Return the material verbatim from its first line through the line that contains "pixel 88 381", including that line.
START Material for the task
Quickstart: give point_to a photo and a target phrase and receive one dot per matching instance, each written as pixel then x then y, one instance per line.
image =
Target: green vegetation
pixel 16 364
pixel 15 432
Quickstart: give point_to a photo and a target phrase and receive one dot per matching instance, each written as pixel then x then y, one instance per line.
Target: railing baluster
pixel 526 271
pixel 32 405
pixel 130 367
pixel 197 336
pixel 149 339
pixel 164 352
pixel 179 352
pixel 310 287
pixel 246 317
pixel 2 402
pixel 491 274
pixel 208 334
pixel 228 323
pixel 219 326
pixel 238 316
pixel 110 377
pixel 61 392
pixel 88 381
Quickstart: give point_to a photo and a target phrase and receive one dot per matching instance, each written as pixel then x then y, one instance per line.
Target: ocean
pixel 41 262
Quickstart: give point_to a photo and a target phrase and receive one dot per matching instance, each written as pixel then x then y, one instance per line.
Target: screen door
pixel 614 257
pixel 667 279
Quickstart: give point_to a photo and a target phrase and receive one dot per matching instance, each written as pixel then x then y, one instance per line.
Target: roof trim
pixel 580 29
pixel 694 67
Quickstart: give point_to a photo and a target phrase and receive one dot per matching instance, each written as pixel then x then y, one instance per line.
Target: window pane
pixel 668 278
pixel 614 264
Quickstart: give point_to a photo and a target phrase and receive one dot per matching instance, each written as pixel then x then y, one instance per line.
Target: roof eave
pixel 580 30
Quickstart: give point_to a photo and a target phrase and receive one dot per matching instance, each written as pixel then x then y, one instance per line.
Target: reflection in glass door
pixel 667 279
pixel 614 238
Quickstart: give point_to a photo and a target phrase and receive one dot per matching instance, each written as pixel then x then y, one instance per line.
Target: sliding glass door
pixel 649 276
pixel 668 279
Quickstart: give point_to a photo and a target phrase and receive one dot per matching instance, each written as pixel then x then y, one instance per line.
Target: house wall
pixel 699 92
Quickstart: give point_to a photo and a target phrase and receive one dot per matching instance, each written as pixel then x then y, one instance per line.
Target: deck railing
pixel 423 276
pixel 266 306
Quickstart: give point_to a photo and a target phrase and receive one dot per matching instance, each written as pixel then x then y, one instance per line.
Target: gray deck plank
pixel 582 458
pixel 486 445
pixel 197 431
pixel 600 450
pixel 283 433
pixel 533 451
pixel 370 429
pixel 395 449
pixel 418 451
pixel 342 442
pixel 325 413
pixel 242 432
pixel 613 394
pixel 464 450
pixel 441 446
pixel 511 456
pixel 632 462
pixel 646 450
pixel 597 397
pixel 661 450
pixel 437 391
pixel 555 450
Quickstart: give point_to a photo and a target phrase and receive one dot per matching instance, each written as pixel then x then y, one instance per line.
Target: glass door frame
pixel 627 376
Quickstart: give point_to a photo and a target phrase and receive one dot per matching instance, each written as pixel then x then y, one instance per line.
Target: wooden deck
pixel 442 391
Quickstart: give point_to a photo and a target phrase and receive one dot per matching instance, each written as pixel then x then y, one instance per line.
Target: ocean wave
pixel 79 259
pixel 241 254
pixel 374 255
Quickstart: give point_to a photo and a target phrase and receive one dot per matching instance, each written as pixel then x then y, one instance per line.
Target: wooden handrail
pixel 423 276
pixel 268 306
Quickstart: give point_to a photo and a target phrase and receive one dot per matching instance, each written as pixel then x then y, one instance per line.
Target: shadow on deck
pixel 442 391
END Material for the task
• _Complete answer_:
Quickstart: give point_to a photo and a target phrase and receive one dot per matching instance, each written as pixel then x then y, one instance per line.
image =
Target: green vegetation
pixel 16 364
pixel 15 432
Quickstart: give point_to a photo and a target phrase and receive one dot per matching instance, each written as pixel then x then y, one instance per line.
Target: railing baluster
pixel 526 271
pixel 32 405
pixel 130 367
pixel 197 336
pixel 149 339
pixel 164 352
pixel 179 352
pixel 310 287
pixel 246 317
pixel 2 402
pixel 491 274
pixel 208 334
pixel 228 323
pixel 219 326
pixel 238 316
pixel 110 377
pixel 61 392
pixel 88 381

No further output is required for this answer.